──────── Quoted text ────────
At this stage we don’t know the interest rate, whether there will be a credit check, or whether they will be available for sole traders and limited companies etc. However, we will update you as soon as we hear anything further. More information of this can be found in our blog.

VAT

You may be able to further defer VAT payments as detailed in our blog. The portal is now open for applications to defer 2020 VAT payments due by 31 March 2021 until March 2022. Further details can be found at GOV.UK. Applications must be submitted by 21 June 2021. Unfortunately, we are unable to do this for you even if we are your agents.

Stamp Duty Land Tax

The government will extend the temporary increase in the residential SDLT Nil Rate Band to £500,000 in England and Northern Ireland until 30 June 2021.

From 1 July 2021, the Nil Rate Band will reduce to £250,000 until 30 September 2021 before returning to £125,000 on 1 October 2021.

Important Changes from April 2021

Businesses

Corporation Tax

This remains at 19%, but will increase after 1 April 2023:

  • It will change from 19% to 25% from 1 April 2023.
  • This higher rate will apply where company profits are in excess of £250,000, with the low rate of 19% being retained for those with profits under £50,000. For those companies with profits between £50,000 and £250,000, there will be marginal relief applied to bridge the gap between the lower and upper limits.
  • These limits will be divided by the number of associated companies; in other words, where one company controls another or both are under the same control. There are increased tax allowances from April 2021 (the “super-deduction”) on certain classes of assets that can be claimed, which will reduce the Company tax by around 25p for every pound invested in qualifying new equipment, and which we will claim as part of the corporation tax work we do for you.
  • Companies making trading losses in 2020/21 and/or 2021/2022 will be able to carry back these losses for up to three years to offset against taxable profits.

Company Directors

Setting the best level for your salary for 21/22:

The two most tax efficient options for the current year are:

  • £9,568 (up from £9,504) gross per annum; or
  • £12,570 (up from £12,500) gross per annum

This is based on you having no other sources of income. If you have any other income sources, please let us know so we can calculate the best scenario for you.
──────── Data records ────────
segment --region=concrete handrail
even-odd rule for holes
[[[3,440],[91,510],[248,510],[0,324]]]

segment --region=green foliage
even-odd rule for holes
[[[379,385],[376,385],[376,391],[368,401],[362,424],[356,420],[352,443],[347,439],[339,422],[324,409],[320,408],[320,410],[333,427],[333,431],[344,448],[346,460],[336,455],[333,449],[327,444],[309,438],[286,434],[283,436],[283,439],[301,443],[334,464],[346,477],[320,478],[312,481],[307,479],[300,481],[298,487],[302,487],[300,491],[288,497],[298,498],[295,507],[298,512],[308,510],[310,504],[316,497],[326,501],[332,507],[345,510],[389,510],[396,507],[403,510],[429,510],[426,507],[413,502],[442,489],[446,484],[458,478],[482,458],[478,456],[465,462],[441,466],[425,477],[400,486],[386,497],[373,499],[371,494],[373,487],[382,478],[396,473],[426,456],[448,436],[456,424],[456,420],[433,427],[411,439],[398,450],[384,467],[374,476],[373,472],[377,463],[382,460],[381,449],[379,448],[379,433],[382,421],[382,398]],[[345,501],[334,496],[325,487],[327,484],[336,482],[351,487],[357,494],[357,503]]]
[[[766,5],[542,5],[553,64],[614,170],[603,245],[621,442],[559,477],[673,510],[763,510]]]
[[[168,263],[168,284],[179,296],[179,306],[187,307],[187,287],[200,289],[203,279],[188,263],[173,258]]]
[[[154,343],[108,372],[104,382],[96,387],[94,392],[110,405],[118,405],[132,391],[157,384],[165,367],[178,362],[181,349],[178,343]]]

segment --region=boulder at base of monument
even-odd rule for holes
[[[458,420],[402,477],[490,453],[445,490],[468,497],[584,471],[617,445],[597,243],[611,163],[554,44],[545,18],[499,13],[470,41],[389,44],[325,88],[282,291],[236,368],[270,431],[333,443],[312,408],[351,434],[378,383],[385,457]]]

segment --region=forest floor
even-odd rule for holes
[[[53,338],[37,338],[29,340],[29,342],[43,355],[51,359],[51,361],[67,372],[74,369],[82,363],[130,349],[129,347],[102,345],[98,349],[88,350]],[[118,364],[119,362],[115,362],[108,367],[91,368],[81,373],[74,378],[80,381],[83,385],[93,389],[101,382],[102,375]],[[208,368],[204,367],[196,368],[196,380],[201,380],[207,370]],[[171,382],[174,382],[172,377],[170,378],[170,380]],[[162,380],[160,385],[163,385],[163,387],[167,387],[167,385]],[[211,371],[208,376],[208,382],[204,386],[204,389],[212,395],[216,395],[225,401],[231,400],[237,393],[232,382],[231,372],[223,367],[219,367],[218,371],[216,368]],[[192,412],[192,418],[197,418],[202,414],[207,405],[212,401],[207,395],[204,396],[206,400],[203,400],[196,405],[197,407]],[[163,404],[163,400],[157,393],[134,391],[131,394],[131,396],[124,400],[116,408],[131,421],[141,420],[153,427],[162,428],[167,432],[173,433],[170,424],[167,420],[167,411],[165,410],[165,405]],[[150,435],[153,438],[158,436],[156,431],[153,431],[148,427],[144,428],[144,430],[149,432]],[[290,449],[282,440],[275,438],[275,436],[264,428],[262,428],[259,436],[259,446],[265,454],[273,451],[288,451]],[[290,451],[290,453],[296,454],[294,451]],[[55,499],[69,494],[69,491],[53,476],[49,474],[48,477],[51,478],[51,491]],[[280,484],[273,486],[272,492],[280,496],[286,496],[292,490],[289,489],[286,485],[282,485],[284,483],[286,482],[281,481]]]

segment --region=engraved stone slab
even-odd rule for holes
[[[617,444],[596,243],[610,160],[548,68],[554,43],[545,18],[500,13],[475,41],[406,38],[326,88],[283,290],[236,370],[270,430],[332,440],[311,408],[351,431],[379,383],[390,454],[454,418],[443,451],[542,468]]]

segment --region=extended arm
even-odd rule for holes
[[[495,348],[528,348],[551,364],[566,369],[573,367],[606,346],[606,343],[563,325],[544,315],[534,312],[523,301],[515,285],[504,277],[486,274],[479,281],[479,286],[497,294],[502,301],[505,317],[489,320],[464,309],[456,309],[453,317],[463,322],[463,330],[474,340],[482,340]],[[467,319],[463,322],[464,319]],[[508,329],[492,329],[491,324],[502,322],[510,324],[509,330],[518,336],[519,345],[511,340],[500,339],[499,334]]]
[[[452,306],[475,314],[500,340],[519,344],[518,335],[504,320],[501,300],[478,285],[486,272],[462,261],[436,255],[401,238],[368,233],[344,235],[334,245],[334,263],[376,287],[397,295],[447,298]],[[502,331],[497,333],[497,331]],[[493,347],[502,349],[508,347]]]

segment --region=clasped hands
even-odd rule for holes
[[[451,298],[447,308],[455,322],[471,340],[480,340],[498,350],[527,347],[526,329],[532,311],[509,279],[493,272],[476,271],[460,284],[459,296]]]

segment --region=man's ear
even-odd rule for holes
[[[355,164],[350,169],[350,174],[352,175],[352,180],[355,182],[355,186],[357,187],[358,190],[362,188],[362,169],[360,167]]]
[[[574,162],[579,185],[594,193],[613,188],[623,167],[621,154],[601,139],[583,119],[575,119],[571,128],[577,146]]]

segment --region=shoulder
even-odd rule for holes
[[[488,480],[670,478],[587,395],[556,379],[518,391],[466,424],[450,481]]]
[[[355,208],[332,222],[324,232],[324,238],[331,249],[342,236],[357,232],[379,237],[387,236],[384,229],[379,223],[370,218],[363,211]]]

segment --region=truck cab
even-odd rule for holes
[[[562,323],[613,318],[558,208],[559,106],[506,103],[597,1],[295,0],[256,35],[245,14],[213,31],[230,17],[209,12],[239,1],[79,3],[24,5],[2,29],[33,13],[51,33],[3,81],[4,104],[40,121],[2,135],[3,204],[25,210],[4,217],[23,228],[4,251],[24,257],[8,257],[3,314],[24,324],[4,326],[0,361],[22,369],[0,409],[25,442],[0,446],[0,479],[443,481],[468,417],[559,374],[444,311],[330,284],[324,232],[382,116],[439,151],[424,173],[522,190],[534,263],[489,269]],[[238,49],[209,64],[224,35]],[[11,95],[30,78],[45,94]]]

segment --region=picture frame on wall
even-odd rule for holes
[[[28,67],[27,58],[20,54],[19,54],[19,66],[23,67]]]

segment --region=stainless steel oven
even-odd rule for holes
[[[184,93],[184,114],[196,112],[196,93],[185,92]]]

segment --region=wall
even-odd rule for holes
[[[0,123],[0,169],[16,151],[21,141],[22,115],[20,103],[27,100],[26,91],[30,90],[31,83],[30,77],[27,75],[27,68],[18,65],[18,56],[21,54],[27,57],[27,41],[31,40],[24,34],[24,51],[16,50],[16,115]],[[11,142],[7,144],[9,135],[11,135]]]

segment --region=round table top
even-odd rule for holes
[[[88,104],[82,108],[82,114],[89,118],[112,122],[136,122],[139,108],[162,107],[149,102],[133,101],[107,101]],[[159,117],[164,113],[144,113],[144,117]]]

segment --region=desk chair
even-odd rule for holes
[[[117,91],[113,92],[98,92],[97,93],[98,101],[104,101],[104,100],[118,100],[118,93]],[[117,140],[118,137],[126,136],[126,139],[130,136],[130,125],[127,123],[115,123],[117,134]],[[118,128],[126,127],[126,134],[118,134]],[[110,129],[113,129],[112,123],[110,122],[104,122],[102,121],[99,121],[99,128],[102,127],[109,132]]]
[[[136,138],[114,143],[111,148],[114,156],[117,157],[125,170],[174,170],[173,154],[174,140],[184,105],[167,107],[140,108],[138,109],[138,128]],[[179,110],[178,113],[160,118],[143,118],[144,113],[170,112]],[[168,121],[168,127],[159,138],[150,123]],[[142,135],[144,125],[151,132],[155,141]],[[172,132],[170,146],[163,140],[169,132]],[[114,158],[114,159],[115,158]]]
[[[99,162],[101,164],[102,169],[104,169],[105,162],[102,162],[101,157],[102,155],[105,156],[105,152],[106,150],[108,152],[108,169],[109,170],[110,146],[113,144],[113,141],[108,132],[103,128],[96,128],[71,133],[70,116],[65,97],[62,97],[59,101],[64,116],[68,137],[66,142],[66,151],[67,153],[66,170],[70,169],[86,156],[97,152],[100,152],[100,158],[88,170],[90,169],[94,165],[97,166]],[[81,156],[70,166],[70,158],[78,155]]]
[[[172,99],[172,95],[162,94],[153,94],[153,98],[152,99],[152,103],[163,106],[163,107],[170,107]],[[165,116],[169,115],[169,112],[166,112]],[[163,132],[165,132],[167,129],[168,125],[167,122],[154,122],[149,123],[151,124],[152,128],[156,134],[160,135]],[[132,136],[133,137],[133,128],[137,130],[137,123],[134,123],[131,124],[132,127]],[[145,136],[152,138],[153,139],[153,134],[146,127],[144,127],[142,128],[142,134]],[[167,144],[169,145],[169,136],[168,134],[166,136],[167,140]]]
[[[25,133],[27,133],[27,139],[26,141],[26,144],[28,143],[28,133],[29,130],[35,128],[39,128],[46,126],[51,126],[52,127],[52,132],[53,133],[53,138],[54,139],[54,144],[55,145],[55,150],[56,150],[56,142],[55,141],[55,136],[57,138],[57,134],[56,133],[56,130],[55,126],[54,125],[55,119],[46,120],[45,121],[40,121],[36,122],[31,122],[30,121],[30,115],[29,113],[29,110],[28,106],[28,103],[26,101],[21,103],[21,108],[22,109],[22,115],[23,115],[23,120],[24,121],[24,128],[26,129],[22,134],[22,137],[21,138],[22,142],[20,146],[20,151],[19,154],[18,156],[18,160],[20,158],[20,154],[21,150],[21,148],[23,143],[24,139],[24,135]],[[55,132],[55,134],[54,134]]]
────────
→ **What you need to do**
• 1. In the tax update, what is the deadline for submitting applications to defer 2020 VAT payments?
• 2. Continue the tax update from its last sentence.

→ **Task-by-task outputs**
• 1. 21 June 2021

• 2.
Please note for 20/21 if you have claimed furlough, make sure you have topped up your salary for the year up to the lower earning limit, to ensure you get the national insurance credit for the year if you haven’t already done so. Where we do your payroll, we will be in touch with you, specifically on this.

Dividend Tax

If your salary is now £797.34 per month you can then take £5,002 of dividends per annum tax free. There is then tax payable at 7.5% on the next £35,700 of dividends. The dividend tax rate then increases to 32.5%.

If your salary is £1,017.48 per month you can then take £2,000 dividends per annum tax free. There is then tax payable at 7.5% on the next £35,700 of dividends. The dividend tax rate then increases to 32.5%.

If you have other income this will reduce the bandings accordingly. The 32.5% band continues until your total income reaches £100k then the % rises again, as noted below.

Top Tax Director/Shareholder Tips to Consider

If you have not already, you may want to transfer some shares, or adding payroll for your spouse or family members to reduce dividend tax.

Alphabet shares can also be a good option if they are setup correctly.

If you are the sole director/employee and take on another employee who is paid at the level where NIC is due, you should increase your salary to £12,570 per annum as this will reduce taxes as you can claim the Employer’s NI allowance.

Construction Industry and VAT

This was scheduled to begin in October 2019 was delayed a year and took effect from 1 March 2021.

Here a person supplying certain construction industry services to a VAT-registered customer will no longer be required to charge VAT. Instead, the customer will account for VAT under a “reverse charge” arrangement. That is, the customer will account for VAT as if they had made the supply (to themselves) and will also, if and to the extent appropriate, recover the same VAT as input tax. HMRC have introduced this so the burden falls on those with the widest shoulders and to minimise VAT fraud.

It applies only to supplies which would otherwise be subject to VAT at the standard or reduced rate. It does not, for example, apply to zero-rated supplies or supplies made by someone who is neither registered nor required to be registered for VAT.

The list of services to which the CSDRC applies (“construction services”) has a familiar ring—they are the same services as those to which the Income Tax Construction Industry Scheme (“CIS”) applies. They thus extend not only to construction but to alteration or repair of buildings, some types of electrical and plumbing work, site clearance etc. More details can be found in our blog.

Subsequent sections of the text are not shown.